**What needs to be done**.
Write the next part of the Taxonomy Resolver installation and getting-started documentation below, starting after its final sentence about using the tool as a Python module or through its CLI.

### Supplied passage

Dependencies and Installation
=============================

Installation requires `Python`_ 3.9+ (recommended version 3.11). Additional requirements, which will be downloaded and installed automatically. See full list of dependencies in `requirements.txt`_

Python Environment
------------------

Dependencies for the Python tools developed here, are the typical Python stack (3.9+ and pip). A good approach is to set a virtual environment:

.. code-block:: bash

  virtualenv -p `which python` env
  source ./env/bin/activate
  pip install --upgrade -r requirements.txt
  pip freeze > requirements_from_freeze.txt
  deactivate

Installing
----------

``Taxonomy Resolver`` can be installed with pip:

.. code-block:: bash

  pip install taxonresolver


Getting Started
===============

Taxonomy Resolver can be used as a Python module or via the CLI provided.

######
### Recorded information

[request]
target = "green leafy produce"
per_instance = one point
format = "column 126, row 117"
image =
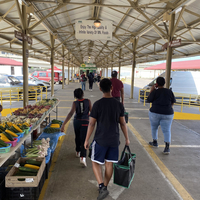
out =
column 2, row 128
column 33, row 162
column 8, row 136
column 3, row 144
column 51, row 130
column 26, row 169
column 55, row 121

######

**Solved exercise**.
Module
------

Example of typical usage of the Taxonomy Resolver module is provided below:

.. code-block:: python

  from taxonresolver import TaxonResolver

  resolver = TaxonResolver()

  # Download the NCBI Taxonomy Data Dump
  dumpfile = "taxdmp.zip"
  resolver.download(dumpfile, "zip")

  # Building the NCBI Taxonomy Tree data structure
  resolver.build(dumpfile)

  # Saving the Tree data structure as Pickle format
  treefile = "tree.pickle"
  resolver.write(treefile, "pickle")

  # Get a list of children TaxIDs that compose a set of TaxIDs
  searchfile = "taxids_search.txt"
  tax_ids = resolver.search(searchfile)
  # Write the TaxIDs to a file
  taxidsfile = "taxids_list.txt"
  with open(outfile, "w") as outfile:
      outfile.write("\n".join(tax_ids))


When a Taxonomy Tree is already available one can simply load it with ``resolver.load()``:

.. code-block:: python

  from taxonresolver import TaxonResolver

  resolver = TaxonResolver()

  # Loading the NCBI Taxonomy Tree
  treefile = "tree.pickle"
  resolver.load(treefile, "pickle")

  # Validate a set of TaxIDs against the Tree data structure
  validatefile = "taxids_validate.txt"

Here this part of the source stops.